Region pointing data
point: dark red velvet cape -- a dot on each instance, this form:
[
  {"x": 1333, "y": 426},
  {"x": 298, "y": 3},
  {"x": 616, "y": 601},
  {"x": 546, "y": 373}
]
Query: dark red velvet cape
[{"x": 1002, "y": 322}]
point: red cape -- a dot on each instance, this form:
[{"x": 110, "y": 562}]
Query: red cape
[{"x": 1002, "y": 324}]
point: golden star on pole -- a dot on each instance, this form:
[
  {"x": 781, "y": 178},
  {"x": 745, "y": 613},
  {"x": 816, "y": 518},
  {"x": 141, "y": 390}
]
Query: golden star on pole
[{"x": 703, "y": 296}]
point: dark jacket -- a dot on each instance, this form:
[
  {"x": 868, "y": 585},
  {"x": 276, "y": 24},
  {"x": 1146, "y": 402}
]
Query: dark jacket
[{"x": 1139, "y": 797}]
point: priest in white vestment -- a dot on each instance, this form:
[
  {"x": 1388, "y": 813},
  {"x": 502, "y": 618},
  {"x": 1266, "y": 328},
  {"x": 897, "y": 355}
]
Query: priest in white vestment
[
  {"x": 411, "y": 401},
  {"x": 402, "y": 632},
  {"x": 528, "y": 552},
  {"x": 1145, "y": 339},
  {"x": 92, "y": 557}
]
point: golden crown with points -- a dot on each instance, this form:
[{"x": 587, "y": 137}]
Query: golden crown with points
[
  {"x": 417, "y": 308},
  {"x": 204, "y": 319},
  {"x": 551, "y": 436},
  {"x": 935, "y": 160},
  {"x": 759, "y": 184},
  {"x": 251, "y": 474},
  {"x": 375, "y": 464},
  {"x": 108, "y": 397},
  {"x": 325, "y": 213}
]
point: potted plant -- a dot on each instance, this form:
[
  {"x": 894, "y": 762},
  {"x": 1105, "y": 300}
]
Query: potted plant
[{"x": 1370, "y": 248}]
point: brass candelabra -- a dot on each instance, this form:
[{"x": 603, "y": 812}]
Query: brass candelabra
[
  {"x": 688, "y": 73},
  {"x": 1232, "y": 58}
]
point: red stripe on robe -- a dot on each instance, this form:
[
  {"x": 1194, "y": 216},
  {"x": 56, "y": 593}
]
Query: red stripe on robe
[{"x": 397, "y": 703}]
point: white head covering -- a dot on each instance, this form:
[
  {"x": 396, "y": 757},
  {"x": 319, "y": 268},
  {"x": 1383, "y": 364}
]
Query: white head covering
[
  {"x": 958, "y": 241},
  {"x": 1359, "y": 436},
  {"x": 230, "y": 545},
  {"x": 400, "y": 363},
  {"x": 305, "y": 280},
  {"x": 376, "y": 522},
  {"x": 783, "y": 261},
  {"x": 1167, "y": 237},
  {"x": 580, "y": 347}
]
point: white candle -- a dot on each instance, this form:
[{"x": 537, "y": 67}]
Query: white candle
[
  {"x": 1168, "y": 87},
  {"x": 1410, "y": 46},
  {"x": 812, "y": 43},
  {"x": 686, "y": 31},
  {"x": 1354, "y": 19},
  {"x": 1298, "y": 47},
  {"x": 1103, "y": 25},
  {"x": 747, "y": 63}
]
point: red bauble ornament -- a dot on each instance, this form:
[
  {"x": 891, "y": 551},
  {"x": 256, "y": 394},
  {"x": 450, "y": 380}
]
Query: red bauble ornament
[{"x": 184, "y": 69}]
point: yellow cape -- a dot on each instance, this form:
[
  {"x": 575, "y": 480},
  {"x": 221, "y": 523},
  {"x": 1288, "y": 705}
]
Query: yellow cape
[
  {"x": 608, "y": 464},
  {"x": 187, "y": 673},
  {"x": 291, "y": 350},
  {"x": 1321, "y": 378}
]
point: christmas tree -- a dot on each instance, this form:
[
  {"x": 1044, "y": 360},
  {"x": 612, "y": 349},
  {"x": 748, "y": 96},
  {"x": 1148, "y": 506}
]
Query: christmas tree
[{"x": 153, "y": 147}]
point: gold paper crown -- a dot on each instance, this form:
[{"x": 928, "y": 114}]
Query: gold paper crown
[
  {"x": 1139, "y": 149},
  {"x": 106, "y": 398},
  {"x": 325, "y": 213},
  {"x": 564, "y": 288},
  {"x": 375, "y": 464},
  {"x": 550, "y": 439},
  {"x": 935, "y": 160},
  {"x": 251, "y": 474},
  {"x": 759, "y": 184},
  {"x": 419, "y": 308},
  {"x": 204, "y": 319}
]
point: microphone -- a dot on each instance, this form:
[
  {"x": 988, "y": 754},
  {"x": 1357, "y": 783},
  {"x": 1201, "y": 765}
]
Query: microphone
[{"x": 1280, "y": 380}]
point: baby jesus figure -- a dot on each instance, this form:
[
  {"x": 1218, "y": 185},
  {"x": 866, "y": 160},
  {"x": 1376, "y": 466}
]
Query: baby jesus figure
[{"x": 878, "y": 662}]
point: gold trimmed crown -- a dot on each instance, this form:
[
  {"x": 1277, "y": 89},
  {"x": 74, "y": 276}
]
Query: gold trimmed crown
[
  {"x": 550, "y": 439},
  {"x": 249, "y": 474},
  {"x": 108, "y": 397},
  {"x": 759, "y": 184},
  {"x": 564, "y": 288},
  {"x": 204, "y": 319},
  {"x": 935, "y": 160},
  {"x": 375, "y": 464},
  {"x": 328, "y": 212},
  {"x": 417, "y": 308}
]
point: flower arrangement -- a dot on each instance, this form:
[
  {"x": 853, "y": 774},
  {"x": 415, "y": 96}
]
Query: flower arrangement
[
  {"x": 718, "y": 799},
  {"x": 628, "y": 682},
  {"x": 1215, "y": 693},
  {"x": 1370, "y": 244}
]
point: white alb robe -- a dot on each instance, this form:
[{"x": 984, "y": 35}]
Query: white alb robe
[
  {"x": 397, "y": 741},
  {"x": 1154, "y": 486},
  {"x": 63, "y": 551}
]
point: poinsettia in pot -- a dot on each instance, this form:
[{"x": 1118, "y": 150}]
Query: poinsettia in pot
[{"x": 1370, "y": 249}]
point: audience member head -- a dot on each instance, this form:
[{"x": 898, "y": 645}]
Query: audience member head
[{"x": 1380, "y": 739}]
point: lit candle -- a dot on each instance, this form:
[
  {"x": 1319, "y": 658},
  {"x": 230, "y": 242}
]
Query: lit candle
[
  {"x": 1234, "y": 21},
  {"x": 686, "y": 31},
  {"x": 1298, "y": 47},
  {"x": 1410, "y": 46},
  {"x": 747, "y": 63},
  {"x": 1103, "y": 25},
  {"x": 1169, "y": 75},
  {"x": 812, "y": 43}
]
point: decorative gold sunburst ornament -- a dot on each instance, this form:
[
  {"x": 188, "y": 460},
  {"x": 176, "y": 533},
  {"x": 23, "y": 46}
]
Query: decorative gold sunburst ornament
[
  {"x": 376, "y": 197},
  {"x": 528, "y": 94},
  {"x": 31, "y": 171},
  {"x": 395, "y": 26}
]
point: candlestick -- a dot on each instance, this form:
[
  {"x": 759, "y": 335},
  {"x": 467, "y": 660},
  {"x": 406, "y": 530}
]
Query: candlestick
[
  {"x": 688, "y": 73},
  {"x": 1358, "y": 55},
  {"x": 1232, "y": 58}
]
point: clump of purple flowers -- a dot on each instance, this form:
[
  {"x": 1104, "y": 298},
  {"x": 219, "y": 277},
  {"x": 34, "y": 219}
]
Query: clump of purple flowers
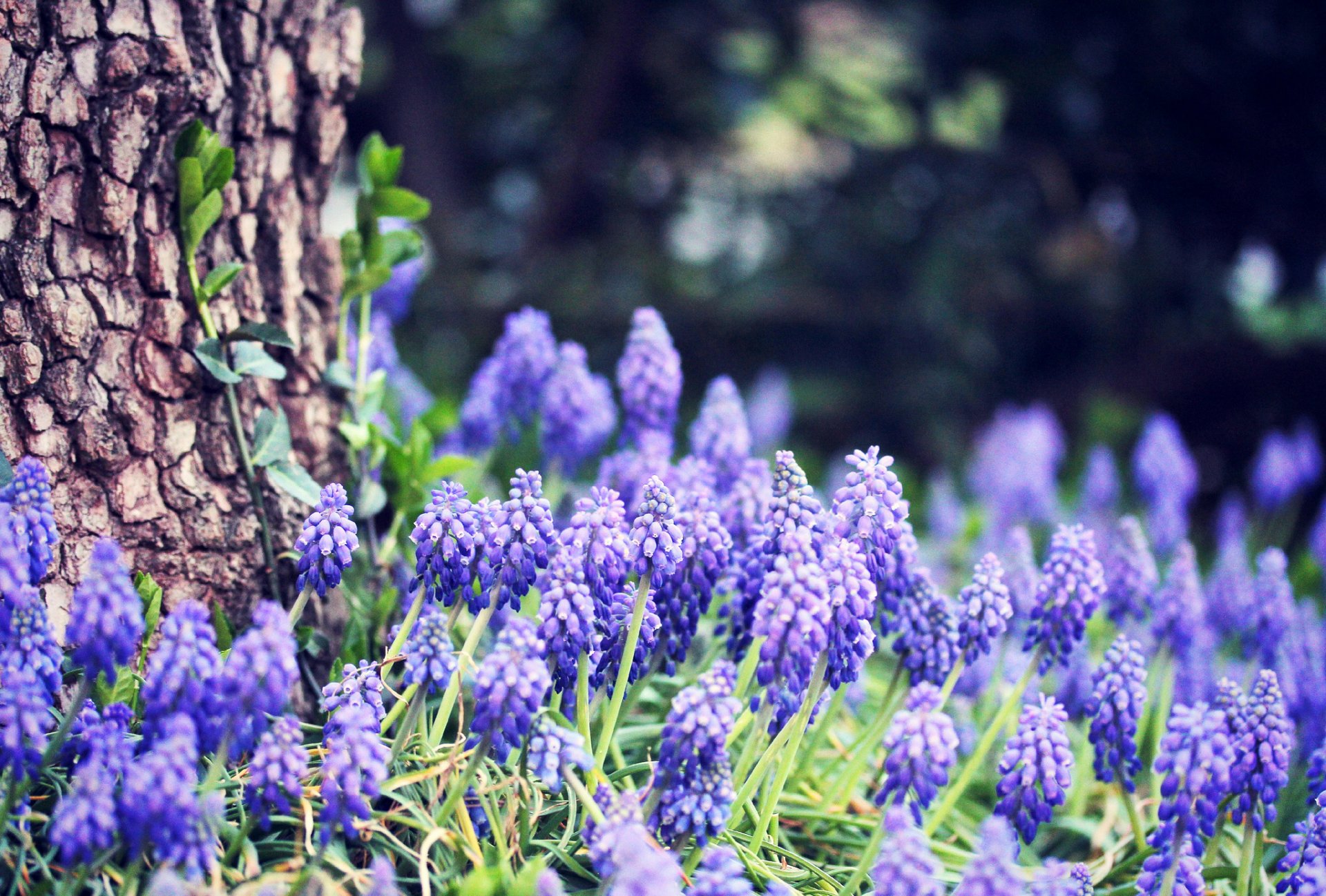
[
  {"x": 327, "y": 543},
  {"x": 1115, "y": 708},
  {"x": 1036, "y": 768},
  {"x": 1070, "y": 589}
]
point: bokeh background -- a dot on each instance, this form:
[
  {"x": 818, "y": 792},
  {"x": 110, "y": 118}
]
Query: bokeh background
[{"x": 918, "y": 211}]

## Assignment
Could you output every entry exactly as written, skipping the pictures?

## Solution
point: dark red velvet cape -- a dot on each instance, this form:
[
  {"x": 1333, "y": 426},
  {"x": 298, "y": 3},
  {"x": 616, "y": 601},
  {"x": 546, "y": 373}
]
Query: dark red velvet cape
[{"x": 1002, "y": 322}]
point: red cape -- a dot on each instance, this form:
[{"x": 110, "y": 562}]
Query: red cape
[{"x": 1002, "y": 324}]
point: golden star on pole -- a dot on each instance, this form:
[
  {"x": 781, "y": 178},
  {"x": 745, "y": 613},
  {"x": 816, "y": 518},
  {"x": 141, "y": 390}
]
Query: golden star on pole
[{"x": 703, "y": 296}]
point: dark jacket -- a dot on each instance, this form:
[
  {"x": 868, "y": 585},
  {"x": 276, "y": 24},
  {"x": 1146, "y": 402}
]
Query: dark jacket
[{"x": 1139, "y": 797}]
point: priest in white vestment -- a dot on each instance, this form:
[
  {"x": 1388, "y": 813},
  {"x": 502, "y": 618},
  {"x": 1266, "y": 328},
  {"x": 897, "y": 355}
]
Query: priest in white vestment
[
  {"x": 411, "y": 401},
  {"x": 402, "y": 632},
  {"x": 528, "y": 552},
  {"x": 1145, "y": 339},
  {"x": 92, "y": 557}
]
point: golden crown with points -- a dot on each instance, this form:
[{"x": 587, "y": 137}]
Query: golden crown with points
[
  {"x": 417, "y": 308},
  {"x": 204, "y": 319},
  {"x": 551, "y": 436},
  {"x": 935, "y": 160},
  {"x": 759, "y": 184},
  {"x": 251, "y": 474},
  {"x": 375, "y": 464},
  {"x": 108, "y": 397},
  {"x": 325, "y": 213}
]
point: potted plant -- a dot on each instance, this form:
[
  {"x": 894, "y": 762},
  {"x": 1105, "y": 300}
]
Query: potted plant
[{"x": 1370, "y": 248}]
point: brass candelabra -- a dot on each instance, this form:
[{"x": 603, "y": 812}]
Query: brass candelabra
[
  {"x": 688, "y": 73},
  {"x": 1232, "y": 58}
]
point: red stripe on robe -- a dot on each instance, this form:
[
  {"x": 1194, "y": 216},
  {"x": 56, "y": 593}
]
Query: red stripe on robe
[{"x": 397, "y": 703}]
point: white head covering -- a dot on each instance, this form:
[
  {"x": 396, "y": 757},
  {"x": 319, "y": 268},
  {"x": 1383, "y": 364}
]
Query: white head covering
[
  {"x": 958, "y": 241},
  {"x": 1359, "y": 436},
  {"x": 230, "y": 545},
  {"x": 400, "y": 363},
  {"x": 305, "y": 280},
  {"x": 376, "y": 522},
  {"x": 783, "y": 261},
  {"x": 1167, "y": 237},
  {"x": 580, "y": 347}
]
point: white candle -- a dot on each instance, this form:
[{"x": 537, "y": 67}]
Query: white candle
[
  {"x": 1168, "y": 87},
  {"x": 1410, "y": 46},
  {"x": 812, "y": 43},
  {"x": 686, "y": 31},
  {"x": 1354, "y": 19},
  {"x": 1298, "y": 47},
  {"x": 1103, "y": 25},
  {"x": 747, "y": 63}
]
point: red bauble ornament -- a dot on each instance, this form:
[
  {"x": 891, "y": 551},
  {"x": 256, "y": 394},
  {"x": 450, "y": 380}
]
Query: red bauble ornament
[{"x": 184, "y": 69}]
point: yellow cape -- a dot on each instance, this form:
[
  {"x": 575, "y": 480},
  {"x": 221, "y": 523},
  {"x": 1288, "y": 705}
]
Query: yellow cape
[
  {"x": 608, "y": 464},
  {"x": 187, "y": 673},
  {"x": 291, "y": 350},
  {"x": 1321, "y": 378}
]
point: christmas tree -- a dot on each instance, this form:
[
  {"x": 1044, "y": 360},
  {"x": 612, "y": 349},
  {"x": 748, "y": 96},
  {"x": 1148, "y": 506}
]
Query: christmas tree
[{"x": 153, "y": 147}]
point: gold paper crown -- a dot on each instance, this form:
[{"x": 928, "y": 114}]
Query: gold paper crown
[
  {"x": 1139, "y": 149},
  {"x": 106, "y": 398},
  {"x": 325, "y": 213},
  {"x": 564, "y": 288},
  {"x": 375, "y": 464},
  {"x": 550, "y": 439},
  {"x": 935, "y": 160},
  {"x": 251, "y": 474},
  {"x": 759, "y": 184},
  {"x": 419, "y": 308},
  {"x": 204, "y": 319}
]
point: microphone -- a dot on each instance, this form:
[
  {"x": 988, "y": 754},
  {"x": 1357, "y": 783},
  {"x": 1201, "y": 765}
]
Query: microphone
[{"x": 1280, "y": 380}]
point: baby jesus figure -- a dot on each instance, this form:
[
  {"x": 1218, "y": 185},
  {"x": 866, "y": 160},
  {"x": 1376, "y": 466}
]
Query: baby jesus figure
[{"x": 878, "y": 662}]
point: gold trimmed crown -- a dot on each instance, this form:
[
  {"x": 1277, "y": 89},
  {"x": 74, "y": 276}
]
Query: gold trimmed crown
[
  {"x": 550, "y": 439},
  {"x": 249, "y": 474},
  {"x": 108, "y": 397},
  {"x": 759, "y": 184},
  {"x": 564, "y": 288},
  {"x": 204, "y": 319},
  {"x": 935, "y": 160},
  {"x": 375, "y": 464},
  {"x": 328, "y": 212},
  {"x": 417, "y": 308}
]
point: flower arrangement -- a dot on each instance, this form:
[
  {"x": 853, "y": 774},
  {"x": 415, "y": 96}
]
Query: flower arrangement
[
  {"x": 718, "y": 799},
  {"x": 628, "y": 682},
  {"x": 1215, "y": 693},
  {"x": 1370, "y": 244}
]
point: white alb robe -- a dot on each instance, this form:
[{"x": 984, "y": 35}]
Query: white alb robe
[
  {"x": 397, "y": 741},
  {"x": 1154, "y": 486},
  {"x": 63, "y": 551}
]
point: poinsettia in pot -- a dot on each instance, this form:
[{"x": 1118, "y": 150}]
Query: poinsettia in pot
[{"x": 1370, "y": 249}]
point: audience member head -- a dot on each instance, this form:
[{"x": 898, "y": 645}]
Query: audience member head
[{"x": 1380, "y": 739}]
point: lit candle -- a dot on each instance, this form:
[
  {"x": 1319, "y": 658},
  {"x": 230, "y": 242}
]
Query: lit candle
[
  {"x": 1234, "y": 21},
  {"x": 686, "y": 31},
  {"x": 1298, "y": 47},
  {"x": 1410, "y": 46},
  {"x": 747, "y": 63},
  {"x": 1103, "y": 25},
  {"x": 1169, "y": 75},
  {"x": 812, "y": 43}
]
point: decorative gold sunburst ornament -- a dot on each instance, this form:
[
  {"x": 188, "y": 460},
  {"x": 176, "y": 533},
  {"x": 23, "y": 46}
]
Query: decorative gold sunburst ornament
[
  {"x": 376, "y": 197},
  {"x": 528, "y": 94},
  {"x": 31, "y": 171},
  {"x": 395, "y": 26}
]
point: candlestick -- a dot on each instance, this form:
[
  {"x": 759, "y": 335},
  {"x": 467, "y": 660},
  {"x": 406, "y": 530}
]
Query: candlestick
[
  {"x": 688, "y": 73},
  {"x": 1358, "y": 55},
  {"x": 1232, "y": 58}
]
point: clump of purple flowers -- a dot on each instance, this form:
[
  {"x": 1104, "y": 298},
  {"x": 219, "y": 277},
  {"x": 34, "y": 219}
]
Query: clump of purple flowers
[
  {"x": 327, "y": 543},
  {"x": 1115, "y": 708},
  {"x": 1036, "y": 768},
  {"x": 1070, "y": 589}
]
point: bokeh background -- a dot on each instance, this form:
[
  {"x": 818, "y": 792},
  {"x": 110, "y": 118}
]
Query: bokeh background
[{"x": 918, "y": 211}]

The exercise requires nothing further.